[Entrées de pointage et d'étiquetage]
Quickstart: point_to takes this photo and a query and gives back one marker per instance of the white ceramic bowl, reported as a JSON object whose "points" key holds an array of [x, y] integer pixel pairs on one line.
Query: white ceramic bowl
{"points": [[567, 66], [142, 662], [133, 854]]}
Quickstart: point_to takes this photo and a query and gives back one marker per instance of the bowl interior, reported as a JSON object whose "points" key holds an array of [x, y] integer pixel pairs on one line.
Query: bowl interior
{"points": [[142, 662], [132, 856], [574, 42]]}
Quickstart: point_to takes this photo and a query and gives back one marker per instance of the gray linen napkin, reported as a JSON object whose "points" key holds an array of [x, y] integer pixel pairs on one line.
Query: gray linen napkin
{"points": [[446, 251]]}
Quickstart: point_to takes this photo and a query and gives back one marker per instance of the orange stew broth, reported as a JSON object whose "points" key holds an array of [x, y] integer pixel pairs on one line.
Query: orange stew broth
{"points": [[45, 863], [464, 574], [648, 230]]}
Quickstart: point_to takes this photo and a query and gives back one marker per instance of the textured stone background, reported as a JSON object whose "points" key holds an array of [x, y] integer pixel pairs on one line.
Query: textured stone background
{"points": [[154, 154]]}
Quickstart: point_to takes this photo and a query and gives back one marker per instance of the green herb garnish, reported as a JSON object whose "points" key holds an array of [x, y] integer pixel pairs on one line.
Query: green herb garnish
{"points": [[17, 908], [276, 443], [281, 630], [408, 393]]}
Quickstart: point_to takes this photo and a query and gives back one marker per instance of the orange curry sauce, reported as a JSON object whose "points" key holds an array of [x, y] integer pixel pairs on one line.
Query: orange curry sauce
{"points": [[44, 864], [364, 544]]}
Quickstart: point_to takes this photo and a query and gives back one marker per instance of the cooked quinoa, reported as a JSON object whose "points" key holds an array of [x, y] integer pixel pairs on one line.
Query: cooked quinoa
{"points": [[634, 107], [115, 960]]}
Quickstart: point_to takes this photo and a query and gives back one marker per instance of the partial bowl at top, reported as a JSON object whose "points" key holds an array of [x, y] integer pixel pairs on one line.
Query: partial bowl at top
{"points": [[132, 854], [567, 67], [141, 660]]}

Consignes de travail: Recopiez toutes les lignes ci-dessus en remplaçant "point_to" par "mark_points", sans rien modifier d'autre.

Réponse à la consigne:
Quickstart: mark_points takes this photo and a query and gives back one marker per instance of the white ceramic bowl, reported as a JSON object whose "points" key holds an array of [x, y] integer pixel pairs on one line.
Query: white ceramic bowl
{"points": [[567, 66], [142, 662], [133, 854]]}
Quickstart: mark_points takes this photo and a query and gives back one marker per instance of the bowl interior, reported as a JSON object whose "points" key holds an array of [x, y] integer pixel pairs on one line.
Query: bowl interior
{"points": [[142, 662], [132, 856], [574, 42]]}
Quickstart: mark_points takes this photo and a query and gives back one marker per instance of the gray linen napkin, reported as a JSON object whose "points" key holds an array of [x, y] integer pixel pairs on one line.
Query: gray linen napkin
{"points": [[446, 251]]}
Quickstart: mark_points takes this photo and a query and gives back one marker per instance of the orange stew broth, reported as a JSON object whose "points" key holds an array of [x, y] integer pixel pairs on one line.
Query: orange stew broth
{"points": [[45, 863], [464, 574], [648, 230]]}
Quickstart: mark_points takes this photo and a query and gives back one marker per instance of the textured stone background, reported as a JSON object whose "points" key holds an array of [x, y] integer pixel pairs on one line.
Query: textured stone background
{"points": [[154, 154]]}
Quickstart: mark_points takes this photo and a query and gives back one marker per instance of the green herb garnish, reported as a JSON object whose "points" key holds an array of [x, y] integer pixel pairs on one line.
Query: green herb garnish
{"points": [[17, 908], [276, 443], [281, 630], [408, 393]]}
Quickstart: mark_points takes this photo and a query and gives back one marker per instance of the orange curry sauce, reported as a JSON object whose "points" key holds an array of [x, y] integer pixel pairs on one line.
Query: orange curry sauce
{"points": [[44, 864], [364, 544]]}
Quickstart: mark_points takes this photo and a query and gives back one marker per instance of the cooked quinoa, reported as a JSON object whose "points" key holds an array of [x, y] integer pixel pairs on one line.
Query: cooked quinoa
{"points": [[634, 107], [115, 960]]}
Quickstart: mark_points takes this photo and a query and gives back one marker per instance of the partial bowl at top, reported as a JSON object whose "points" key holds an array of [x, y] integer pixel pairs on one line.
Query: partial bowl at top
{"points": [[132, 854], [567, 67], [141, 660]]}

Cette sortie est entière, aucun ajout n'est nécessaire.